[How to complete this task]:
Continue the blog post about the New York gambling ring bust, picking up right after its last sentence.

Thursday, November 16, 2006

They shoulda stuck to gas contracts

Unlike the guys betting on gas contracts, these guys were hedging unfavourable outcomes from certain sporting positions.

New York authorities bring down huge gambling ring, arrest poker player
The scheme involved placing sports bets through bookies, who would assign bettors a secret code to track their wagers and monitor point spreads and results through the restricted website. The bets were taken on all kinds of sports, including football, baseball, basketball, hockey, car racing and golf.

The defendants allegedly laundered and stashed away "untold millions of US dollars" using shell corporations and bank accounts in Central America, the Caribbean, Switzerland, Hong Kong and elsewhere [shock, horror], Brown said. The prosecutor called the $500 million (euro391 million) asset forfeiture case "among the largest such cases ever filed."

A total of 27 people in New York, New Jersey, Florida and Nevada were charged with enterprise corruption, money laundering, promoting gambling and other counts. [There were no charges of impersonating a merchant banker, according to a close reading of the report.]

Charges also were brought against three companies that allegedly helped Giordano develop and secure the website: Primary Development Inc. of Farmingdale, New York, Prolexic Technologies Inc. of Hollywood, Florida, and Digital Networks, S.A., Inc. of Davie, Florida.

[No bankers, lawyers, accountants, investment advisors or consultants were named in this report.]

More than two dozen people, including a former professional baseball scout and a high-stakes poker player, were charged in connection with a $1 billion (euro780 million)-a-year gambling ring that rivaled casino sports books.

The massive illegal betting scheme was orchestrated through a site called Playwithal.com, run by the poker player, James Giordano, 52, of Pine Crest, Florida, Police Commissioner Raymond Kelly and Queens District Attorney Richard Brown said Wednesday.

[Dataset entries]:
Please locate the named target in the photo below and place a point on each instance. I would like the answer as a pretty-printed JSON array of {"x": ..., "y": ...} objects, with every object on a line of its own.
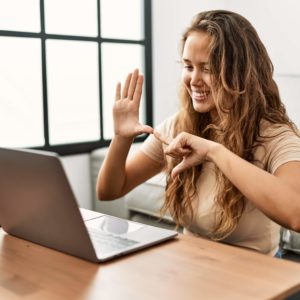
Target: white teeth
[{"x": 200, "y": 94}]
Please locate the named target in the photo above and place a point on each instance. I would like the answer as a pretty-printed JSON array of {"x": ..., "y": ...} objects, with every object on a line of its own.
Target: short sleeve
[
  {"x": 283, "y": 146},
  {"x": 152, "y": 147}
]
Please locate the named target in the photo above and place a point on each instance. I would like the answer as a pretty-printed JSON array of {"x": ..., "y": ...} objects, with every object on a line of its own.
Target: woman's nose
[{"x": 197, "y": 78}]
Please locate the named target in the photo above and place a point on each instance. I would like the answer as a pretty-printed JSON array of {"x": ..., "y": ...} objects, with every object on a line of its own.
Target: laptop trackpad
[{"x": 114, "y": 225}]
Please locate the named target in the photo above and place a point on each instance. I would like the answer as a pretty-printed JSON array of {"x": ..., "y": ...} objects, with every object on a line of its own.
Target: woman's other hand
[
  {"x": 126, "y": 107},
  {"x": 189, "y": 149}
]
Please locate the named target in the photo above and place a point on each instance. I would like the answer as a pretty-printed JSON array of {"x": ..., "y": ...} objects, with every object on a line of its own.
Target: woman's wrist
[
  {"x": 213, "y": 151},
  {"x": 123, "y": 139}
]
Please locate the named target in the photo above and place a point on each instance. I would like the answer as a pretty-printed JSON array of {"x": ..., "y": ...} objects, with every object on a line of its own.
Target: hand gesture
[
  {"x": 126, "y": 107},
  {"x": 191, "y": 150}
]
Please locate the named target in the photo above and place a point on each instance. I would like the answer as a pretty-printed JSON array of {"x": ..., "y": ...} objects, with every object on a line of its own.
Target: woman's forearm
[
  {"x": 269, "y": 193},
  {"x": 112, "y": 175}
]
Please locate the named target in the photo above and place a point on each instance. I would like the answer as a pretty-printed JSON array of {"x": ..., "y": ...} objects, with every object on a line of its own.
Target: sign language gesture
[
  {"x": 126, "y": 107},
  {"x": 191, "y": 150}
]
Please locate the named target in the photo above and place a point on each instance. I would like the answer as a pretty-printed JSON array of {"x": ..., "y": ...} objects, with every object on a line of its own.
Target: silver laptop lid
[{"x": 34, "y": 198}]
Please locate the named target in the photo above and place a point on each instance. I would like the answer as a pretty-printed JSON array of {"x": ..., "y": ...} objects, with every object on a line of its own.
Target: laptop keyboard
[{"x": 105, "y": 243}]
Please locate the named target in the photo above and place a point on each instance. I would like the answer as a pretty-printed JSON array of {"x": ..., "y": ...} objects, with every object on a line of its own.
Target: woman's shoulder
[{"x": 269, "y": 130}]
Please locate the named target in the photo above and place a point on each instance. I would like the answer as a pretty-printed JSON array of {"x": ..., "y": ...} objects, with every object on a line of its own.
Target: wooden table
[{"x": 185, "y": 268}]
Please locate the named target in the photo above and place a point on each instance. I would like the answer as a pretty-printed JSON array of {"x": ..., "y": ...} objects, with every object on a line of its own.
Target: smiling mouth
[{"x": 200, "y": 96}]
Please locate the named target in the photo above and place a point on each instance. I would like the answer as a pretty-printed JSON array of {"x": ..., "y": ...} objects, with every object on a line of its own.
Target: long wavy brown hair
[{"x": 244, "y": 93}]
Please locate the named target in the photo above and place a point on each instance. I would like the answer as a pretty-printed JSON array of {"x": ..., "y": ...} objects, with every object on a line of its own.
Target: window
[{"x": 60, "y": 62}]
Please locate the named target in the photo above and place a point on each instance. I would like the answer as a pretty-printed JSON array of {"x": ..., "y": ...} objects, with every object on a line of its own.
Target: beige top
[{"x": 254, "y": 230}]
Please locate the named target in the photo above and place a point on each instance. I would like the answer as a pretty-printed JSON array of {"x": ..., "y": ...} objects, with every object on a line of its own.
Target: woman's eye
[
  {"x": 206, "y": 69},
  {"x": 188, "y": 67}
]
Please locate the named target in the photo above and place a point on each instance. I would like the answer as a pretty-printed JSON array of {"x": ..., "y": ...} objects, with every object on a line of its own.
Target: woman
[{"x": 232, "y": 154}]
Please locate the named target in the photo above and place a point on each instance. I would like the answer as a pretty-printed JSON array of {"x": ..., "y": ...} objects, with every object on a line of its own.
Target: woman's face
[{"x": 196, "y": 74}]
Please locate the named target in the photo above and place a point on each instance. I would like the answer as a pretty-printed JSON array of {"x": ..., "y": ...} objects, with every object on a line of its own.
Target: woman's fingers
[
  {"x": 138, "y": 90},
  {"x": 133, "y": 83},
  {"x": 118, "y": 91},
  {"x": 162, "y": 139},
  {"x": 126, "y": 86}
]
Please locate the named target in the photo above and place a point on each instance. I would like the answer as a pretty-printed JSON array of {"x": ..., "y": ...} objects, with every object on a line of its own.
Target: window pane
[
  {"x": 20, "y": 15},
  {"x": 117, "y": 61},
  {"x": 71, "y": 17},
  {"x": 122, "y": 19},
  {"x": 21, "y": 111},
  {"x": 73, "y": 91}
]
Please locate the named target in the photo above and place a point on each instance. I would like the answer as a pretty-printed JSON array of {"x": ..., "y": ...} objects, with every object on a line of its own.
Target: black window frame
[{"x": 85, "y": 147}]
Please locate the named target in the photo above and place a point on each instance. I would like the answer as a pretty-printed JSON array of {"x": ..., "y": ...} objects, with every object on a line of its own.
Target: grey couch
[{"x": 144, "y": 202}]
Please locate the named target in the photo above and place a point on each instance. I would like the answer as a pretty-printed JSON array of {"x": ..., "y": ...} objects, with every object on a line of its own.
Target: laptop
[{"x": 37, "y": 204}]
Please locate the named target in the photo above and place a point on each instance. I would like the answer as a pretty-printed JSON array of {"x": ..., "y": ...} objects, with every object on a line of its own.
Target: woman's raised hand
[{"x": 126, "y": 107}]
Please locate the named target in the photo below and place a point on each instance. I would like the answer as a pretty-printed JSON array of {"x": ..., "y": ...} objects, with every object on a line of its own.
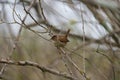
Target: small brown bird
[{"x": 61, "y": 40}]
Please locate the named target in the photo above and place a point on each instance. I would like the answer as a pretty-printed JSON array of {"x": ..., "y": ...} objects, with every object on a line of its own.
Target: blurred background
[{"x": 26, "y": 28}]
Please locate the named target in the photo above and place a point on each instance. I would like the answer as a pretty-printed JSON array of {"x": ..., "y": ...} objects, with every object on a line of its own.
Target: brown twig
[{"x": 42, "y": 68}]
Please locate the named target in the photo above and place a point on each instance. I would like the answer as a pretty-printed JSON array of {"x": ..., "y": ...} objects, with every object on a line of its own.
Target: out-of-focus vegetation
[{"x": 85, "y": 57}]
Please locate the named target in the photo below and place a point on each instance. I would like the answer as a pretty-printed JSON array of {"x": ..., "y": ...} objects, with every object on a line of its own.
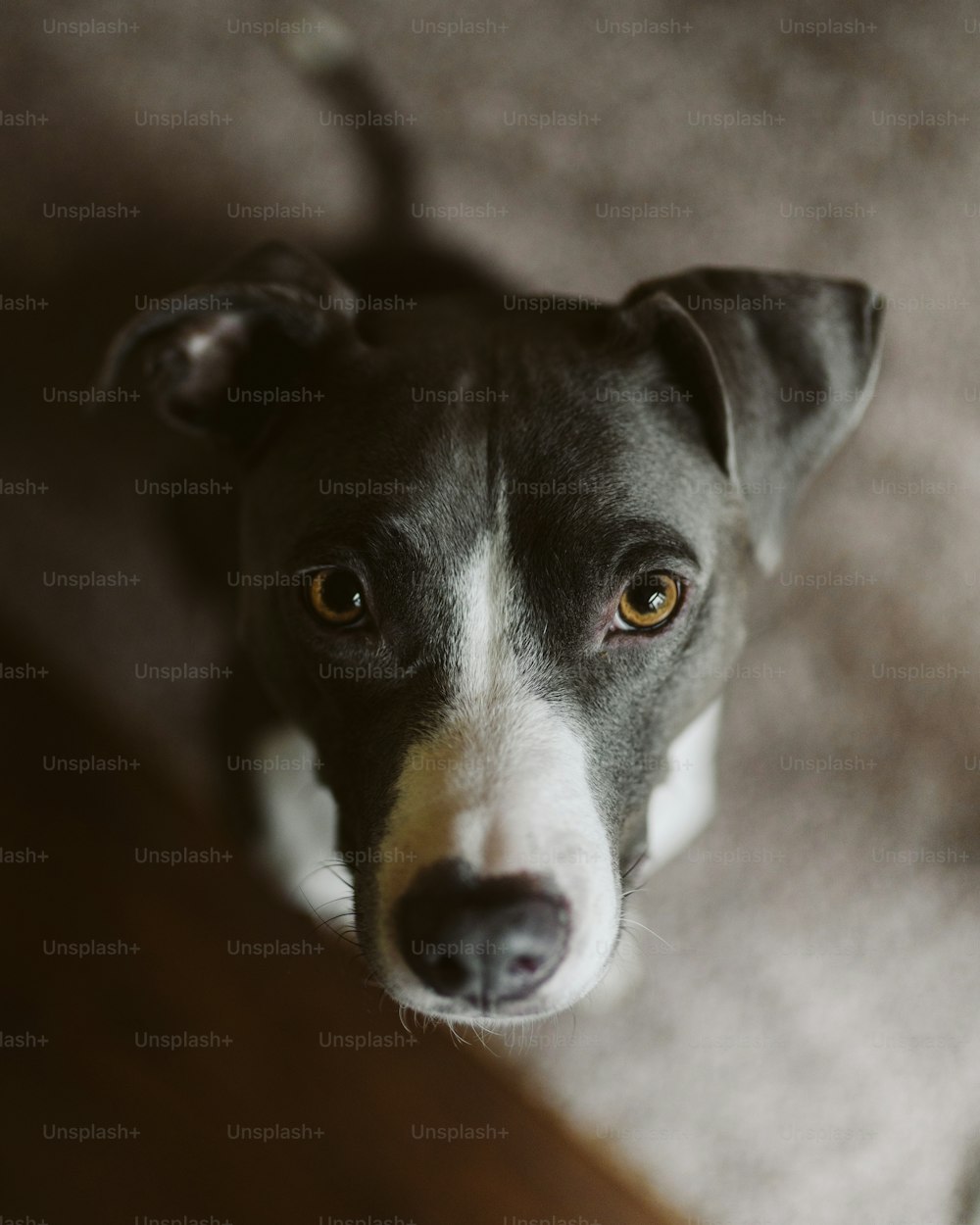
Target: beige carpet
[{"x": 802, "y": 1047}]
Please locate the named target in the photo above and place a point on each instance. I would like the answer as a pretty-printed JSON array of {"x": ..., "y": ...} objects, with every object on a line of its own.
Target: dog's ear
[
  {"x": 780, "y": 368},
  {"x": 214, "y": 359}
]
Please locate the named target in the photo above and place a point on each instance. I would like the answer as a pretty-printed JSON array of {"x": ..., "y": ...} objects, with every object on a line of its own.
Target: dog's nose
[{"x": 481, "y": 940}]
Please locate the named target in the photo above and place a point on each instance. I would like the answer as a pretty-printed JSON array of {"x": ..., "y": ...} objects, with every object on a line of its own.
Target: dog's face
[{"x": 494, "y": 562}]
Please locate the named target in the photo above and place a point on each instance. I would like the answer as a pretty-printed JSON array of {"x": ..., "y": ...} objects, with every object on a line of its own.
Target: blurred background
[{"x": 800, "y": 1044}]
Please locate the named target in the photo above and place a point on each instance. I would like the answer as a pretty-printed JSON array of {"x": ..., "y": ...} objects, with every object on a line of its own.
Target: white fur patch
[
  {"x": 299, "y": 852},
  {"x": 504, "y": 787},
  {"x": 684, "y": 804}
]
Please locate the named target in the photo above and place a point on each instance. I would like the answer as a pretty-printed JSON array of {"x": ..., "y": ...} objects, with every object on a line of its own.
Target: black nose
[{"x": 484, "y": 940}]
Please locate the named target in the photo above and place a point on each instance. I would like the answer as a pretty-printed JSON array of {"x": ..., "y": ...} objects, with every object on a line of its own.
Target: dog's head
[{"x": 495, "y": 557}]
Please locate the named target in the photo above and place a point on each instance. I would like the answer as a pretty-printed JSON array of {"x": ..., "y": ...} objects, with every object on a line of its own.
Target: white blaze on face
[{"x": 503, "y": 785}]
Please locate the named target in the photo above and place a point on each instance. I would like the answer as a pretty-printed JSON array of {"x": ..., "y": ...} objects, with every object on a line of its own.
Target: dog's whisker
[{"x": 636, "y": 922}]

[Expected answer]:
A break in the case came last year when New York Police Department investigators secretly hacked into a laptop computer that Giordano had left in a suburban New York City hotel while attending a wedding, police said. He was arrested early Wednesday by FBI agents who had to scale the walls of his fortess-like Florida compound.

Also arrested was Frank Falzarano, 52, of Seaford, on Long Island, a one-time scout for professional baseball teams the Washington Nationals and for the San Francisco Giants. He allegedly was a top earner in a network of 2,000 bookies who took more than $3.3 billion (euro2.6 billion) in cash wagers since 2004 from tens of thousands of customers nationwide.

"This is the largest illegal gambling operation we have ever encountered," Kelly said at a news conference. "It rivals casinos for the amount of betting." [But not LBOs or Private Equity.]

Though the gambling ring relied on a website, it was different from the online betting operations targeted by recent federal legislation, said Deputy Inspector Brian O'Neill, who supervised the investigation.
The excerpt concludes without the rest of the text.